_TASK REQUIREMENTS_
Please reproduce word for word the stretch from "By 1997, however, ozone" through "is flying blind." in the passage on killing pathogens in cold storage.

_TEXT UNDER STUDY_
KILLING PATHOGENS IN COLD STORAGE

Liquid biocides cannot be used on packaged produce, but in gaseous form they can destroy pathogens on produce, whether in cold storage or not. For example, ozone gas is a decontaminating agent that is more powerful than other disinfectants such as chlorine. In high concentrations (in the tens of parts per million, or ppm), it is harmful to humans and other living things. OSHA's safe limit for ozone concentration is 0.1 ppm.

Historically, ozone has been difficult to control and manage. Despite these challenges, ozone gas was USDA approved for meat storage in 1957, FDA approved for use in bottled water disinfection in 1982, and FDA approved for food processing in 1997.

By 1997, however, ozone was still considered too expensive to generate and too difficult to control for mainstream produce applications. In the interim, this has changed from a hardware challenge to a software one. It is now a trivial matter to generate ozone gas (consumer generators can be purchased for $50), but the big challenge is controlling it.Without a sensor to evaluate the air in a space, anyone using these generators is flying blind.

As with medicine, the effectiveness of ozone in destroying microbes is based on the dose applied. Too much ozone produces unwanted side effects; too little, and it fails to kill the pathogens. The key to success is knowing what dose is needed for a given situation, and knowing whether that  dose has been accurately delivered.

An ozone disinfection dose is defined as the concentration multiplied by the exposure time. For example, 12 ppm for 400 minutes is a dose of 4,400 ppm-minutes. In the real world, the concentration fluctuates, and it can be impossible to know how much was delivered. If we were at 30 ppm, then we overdosed with 12,000 ppm-minutes; if we only reached 0.25 ppm, then we only delivered 100. If the actual delivered dose is unknown, the level of microbial destruction cannot be predicted. This is precisely why, until now, the power of gaseous ozone has been impossible to harness. The other challenge with not being able to monitor and throttle the ozone concentration is that it can rise too high and not only damage the produce, but also cause injury to people when they return to the room.

_RECORDS SHOWN_
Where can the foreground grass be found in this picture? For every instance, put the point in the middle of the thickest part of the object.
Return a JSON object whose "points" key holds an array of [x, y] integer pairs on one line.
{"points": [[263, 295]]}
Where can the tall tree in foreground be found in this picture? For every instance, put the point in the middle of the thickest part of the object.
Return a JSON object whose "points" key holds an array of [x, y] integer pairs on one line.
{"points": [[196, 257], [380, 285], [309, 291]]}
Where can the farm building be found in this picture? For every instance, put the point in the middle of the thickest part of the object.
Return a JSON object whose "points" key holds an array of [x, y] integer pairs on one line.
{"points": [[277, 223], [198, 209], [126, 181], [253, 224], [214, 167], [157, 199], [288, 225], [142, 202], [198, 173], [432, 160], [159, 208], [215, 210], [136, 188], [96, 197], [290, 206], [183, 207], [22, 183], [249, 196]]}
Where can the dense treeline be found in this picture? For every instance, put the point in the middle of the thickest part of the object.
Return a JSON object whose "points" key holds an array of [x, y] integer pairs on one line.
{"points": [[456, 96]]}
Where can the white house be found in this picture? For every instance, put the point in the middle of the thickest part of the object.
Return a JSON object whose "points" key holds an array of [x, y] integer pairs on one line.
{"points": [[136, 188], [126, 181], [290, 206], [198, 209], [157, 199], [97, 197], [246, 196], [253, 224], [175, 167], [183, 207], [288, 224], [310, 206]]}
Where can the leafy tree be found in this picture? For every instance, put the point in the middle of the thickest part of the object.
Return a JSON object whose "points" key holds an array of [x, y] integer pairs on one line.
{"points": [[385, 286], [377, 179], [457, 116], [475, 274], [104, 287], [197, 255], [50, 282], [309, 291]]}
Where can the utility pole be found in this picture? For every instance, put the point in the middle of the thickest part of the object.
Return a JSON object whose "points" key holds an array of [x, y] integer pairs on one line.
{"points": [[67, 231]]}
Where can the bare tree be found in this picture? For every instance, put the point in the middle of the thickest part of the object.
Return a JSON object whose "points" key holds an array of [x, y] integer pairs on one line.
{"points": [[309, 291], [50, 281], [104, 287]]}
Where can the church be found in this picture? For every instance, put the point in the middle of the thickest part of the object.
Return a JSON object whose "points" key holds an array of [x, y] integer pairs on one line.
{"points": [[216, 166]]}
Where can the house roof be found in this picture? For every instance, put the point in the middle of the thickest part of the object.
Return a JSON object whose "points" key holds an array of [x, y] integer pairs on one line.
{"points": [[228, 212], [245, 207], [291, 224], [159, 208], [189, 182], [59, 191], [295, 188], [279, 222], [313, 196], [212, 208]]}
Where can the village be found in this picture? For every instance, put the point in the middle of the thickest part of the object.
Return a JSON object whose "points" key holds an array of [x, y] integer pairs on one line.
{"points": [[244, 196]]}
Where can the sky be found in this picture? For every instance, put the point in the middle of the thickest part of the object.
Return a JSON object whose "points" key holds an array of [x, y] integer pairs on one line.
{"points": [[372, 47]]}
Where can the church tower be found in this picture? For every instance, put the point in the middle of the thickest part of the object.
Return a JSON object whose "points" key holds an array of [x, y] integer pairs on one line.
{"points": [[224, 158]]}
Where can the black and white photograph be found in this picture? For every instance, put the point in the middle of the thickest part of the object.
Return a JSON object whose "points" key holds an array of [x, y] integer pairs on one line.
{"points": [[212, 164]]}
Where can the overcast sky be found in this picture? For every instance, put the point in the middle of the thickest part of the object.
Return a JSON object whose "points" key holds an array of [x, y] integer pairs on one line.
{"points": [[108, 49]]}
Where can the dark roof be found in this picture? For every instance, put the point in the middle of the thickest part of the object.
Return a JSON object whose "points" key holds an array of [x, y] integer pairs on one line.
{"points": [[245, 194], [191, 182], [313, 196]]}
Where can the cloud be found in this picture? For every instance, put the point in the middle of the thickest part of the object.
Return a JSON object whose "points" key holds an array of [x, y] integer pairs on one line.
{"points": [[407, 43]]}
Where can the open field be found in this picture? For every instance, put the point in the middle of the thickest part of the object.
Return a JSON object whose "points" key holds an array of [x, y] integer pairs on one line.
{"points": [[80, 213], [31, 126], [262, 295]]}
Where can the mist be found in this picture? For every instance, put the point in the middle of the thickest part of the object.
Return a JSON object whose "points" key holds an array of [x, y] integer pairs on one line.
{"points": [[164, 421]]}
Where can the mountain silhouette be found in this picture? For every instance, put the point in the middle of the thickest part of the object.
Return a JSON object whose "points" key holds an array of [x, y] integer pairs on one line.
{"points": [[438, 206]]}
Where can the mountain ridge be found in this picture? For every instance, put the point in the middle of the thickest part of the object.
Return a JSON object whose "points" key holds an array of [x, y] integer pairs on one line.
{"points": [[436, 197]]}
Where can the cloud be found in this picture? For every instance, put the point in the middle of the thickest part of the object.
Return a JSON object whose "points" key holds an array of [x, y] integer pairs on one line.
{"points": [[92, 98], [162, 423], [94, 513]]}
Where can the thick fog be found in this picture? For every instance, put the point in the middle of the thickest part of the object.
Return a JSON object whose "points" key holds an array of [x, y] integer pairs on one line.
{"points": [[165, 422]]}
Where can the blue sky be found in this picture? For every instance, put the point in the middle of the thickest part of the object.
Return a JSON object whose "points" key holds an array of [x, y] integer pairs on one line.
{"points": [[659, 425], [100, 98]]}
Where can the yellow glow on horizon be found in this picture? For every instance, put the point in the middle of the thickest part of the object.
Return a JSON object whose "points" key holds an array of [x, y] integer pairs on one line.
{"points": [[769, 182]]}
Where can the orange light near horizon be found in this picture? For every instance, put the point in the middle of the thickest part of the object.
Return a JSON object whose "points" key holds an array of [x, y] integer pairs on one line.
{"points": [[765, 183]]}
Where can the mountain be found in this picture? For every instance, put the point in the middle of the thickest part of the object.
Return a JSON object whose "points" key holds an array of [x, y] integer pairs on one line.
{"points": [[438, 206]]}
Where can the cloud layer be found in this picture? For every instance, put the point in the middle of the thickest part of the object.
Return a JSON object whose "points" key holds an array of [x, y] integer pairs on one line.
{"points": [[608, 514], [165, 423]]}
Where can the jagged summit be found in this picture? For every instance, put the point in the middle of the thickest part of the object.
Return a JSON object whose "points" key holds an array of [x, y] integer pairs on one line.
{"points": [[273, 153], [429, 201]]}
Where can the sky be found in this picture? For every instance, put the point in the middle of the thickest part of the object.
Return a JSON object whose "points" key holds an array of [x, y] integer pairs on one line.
==
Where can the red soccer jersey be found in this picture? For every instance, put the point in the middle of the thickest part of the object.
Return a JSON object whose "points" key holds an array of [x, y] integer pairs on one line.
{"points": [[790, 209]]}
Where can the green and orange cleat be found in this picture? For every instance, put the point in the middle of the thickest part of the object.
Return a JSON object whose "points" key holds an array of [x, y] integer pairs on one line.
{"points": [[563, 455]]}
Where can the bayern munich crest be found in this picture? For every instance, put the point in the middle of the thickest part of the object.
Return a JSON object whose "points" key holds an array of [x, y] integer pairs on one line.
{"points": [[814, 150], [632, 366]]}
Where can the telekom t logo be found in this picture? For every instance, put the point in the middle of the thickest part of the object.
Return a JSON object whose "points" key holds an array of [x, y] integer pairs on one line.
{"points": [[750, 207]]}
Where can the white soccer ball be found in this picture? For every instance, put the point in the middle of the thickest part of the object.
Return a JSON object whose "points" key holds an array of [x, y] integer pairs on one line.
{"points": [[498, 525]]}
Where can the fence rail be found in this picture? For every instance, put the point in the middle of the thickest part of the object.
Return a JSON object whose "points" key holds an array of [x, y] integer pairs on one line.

_WORKED SOLUTION_
By 1997, however, ozone was still considered too expensive to generate and too difficult to control for mainstream produce applications. In the interim, this has changed from a hardware challenge to a software one. It is now a trivial matter to generate ozone gas (consumer generators can be purchased for $50), but the big challenge is controlling it.Without a sensor to evaluate the air in a space, anyone using these generators is flying blind.